----- GIVEN ENTRIES -----

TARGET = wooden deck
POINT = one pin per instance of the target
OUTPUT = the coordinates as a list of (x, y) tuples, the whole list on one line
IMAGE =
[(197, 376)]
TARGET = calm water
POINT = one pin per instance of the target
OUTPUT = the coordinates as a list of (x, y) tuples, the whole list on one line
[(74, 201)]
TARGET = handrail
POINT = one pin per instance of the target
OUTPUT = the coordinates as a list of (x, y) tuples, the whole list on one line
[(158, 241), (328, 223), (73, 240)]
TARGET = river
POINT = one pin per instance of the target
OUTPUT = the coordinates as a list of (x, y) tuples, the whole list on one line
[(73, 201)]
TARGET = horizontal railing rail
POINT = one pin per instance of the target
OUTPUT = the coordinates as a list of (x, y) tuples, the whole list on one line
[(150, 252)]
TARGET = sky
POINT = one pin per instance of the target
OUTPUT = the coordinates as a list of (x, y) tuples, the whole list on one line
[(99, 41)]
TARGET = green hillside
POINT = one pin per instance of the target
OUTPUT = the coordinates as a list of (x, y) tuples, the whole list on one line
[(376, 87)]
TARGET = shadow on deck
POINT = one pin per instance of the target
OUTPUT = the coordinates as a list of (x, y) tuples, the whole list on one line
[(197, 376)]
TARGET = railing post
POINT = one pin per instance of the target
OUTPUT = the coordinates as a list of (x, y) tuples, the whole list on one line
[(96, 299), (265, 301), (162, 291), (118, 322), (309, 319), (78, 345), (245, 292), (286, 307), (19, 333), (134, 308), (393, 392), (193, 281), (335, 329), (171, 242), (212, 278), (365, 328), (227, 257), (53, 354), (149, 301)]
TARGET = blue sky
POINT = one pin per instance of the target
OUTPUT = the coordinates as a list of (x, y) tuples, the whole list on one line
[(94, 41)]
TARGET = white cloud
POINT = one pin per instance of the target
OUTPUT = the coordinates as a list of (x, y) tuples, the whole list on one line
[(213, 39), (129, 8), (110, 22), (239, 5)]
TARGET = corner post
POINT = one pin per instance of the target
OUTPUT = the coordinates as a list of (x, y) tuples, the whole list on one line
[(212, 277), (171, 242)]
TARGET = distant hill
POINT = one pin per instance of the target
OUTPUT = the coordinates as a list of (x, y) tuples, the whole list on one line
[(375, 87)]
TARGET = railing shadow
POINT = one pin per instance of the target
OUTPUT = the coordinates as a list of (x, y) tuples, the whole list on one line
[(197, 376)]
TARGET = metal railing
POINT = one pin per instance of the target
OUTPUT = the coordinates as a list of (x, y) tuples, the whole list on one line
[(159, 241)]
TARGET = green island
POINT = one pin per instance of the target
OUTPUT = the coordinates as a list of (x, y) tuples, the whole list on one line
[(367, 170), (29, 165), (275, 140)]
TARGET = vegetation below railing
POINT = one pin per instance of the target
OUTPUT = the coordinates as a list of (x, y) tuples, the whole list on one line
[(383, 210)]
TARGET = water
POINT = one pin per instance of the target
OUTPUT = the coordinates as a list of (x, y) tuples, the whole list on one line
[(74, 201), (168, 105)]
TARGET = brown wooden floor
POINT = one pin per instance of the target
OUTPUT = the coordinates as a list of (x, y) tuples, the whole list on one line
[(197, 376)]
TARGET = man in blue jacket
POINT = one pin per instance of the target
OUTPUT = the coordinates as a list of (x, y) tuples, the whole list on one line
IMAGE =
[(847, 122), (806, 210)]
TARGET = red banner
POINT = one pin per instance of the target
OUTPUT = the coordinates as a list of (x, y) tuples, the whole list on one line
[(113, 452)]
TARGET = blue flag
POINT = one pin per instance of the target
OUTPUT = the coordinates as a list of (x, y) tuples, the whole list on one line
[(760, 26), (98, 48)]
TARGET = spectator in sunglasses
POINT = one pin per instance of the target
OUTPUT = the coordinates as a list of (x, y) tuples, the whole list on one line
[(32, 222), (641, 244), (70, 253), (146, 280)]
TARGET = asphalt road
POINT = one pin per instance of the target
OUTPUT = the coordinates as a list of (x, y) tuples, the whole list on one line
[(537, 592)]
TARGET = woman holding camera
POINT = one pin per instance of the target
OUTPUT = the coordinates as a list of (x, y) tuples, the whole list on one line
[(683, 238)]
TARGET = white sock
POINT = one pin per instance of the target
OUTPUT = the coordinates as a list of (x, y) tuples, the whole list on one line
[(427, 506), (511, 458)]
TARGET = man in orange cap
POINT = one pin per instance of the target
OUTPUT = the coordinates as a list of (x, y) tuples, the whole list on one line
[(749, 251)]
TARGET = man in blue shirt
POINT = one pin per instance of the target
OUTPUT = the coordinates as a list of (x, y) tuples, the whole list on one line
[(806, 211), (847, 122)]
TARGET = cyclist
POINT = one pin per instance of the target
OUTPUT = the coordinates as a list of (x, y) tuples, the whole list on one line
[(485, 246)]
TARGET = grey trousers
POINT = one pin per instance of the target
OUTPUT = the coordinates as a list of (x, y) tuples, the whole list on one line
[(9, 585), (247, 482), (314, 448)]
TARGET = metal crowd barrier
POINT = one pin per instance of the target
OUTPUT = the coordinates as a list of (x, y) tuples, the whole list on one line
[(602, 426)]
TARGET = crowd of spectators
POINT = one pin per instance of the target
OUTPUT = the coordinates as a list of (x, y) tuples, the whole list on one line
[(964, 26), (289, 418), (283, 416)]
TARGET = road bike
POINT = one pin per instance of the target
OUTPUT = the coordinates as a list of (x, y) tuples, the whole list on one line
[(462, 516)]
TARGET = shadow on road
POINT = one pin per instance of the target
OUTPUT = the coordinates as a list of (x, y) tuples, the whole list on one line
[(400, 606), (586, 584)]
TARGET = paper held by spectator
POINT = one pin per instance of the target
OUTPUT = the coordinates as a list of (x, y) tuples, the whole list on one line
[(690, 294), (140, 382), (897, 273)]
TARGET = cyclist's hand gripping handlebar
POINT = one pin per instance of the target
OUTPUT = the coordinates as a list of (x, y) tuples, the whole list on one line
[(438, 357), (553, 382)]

-----

▸ STATED PROBLEM: Quote the lines exactly, starting at the line that contains "TARGET = paper held by spectator" and ending at the last line of the records.

▸ WRITTEN SOLUTION:
TARGET = paper held by spectator
POINT = one pin per instance of the target
OUTPUT = the coordinates as a list of (x, y) tuples, the whole list on one line
[(690, 294), (140, 382), (897, 273)]
TARGET = cyclist's hand gripping handlebar
POINT = one pin per instance of the target
OUTPUT = the coordinates as a list of (x, y) tuples, the whole list on one line
[(438, 357), (553, 382)]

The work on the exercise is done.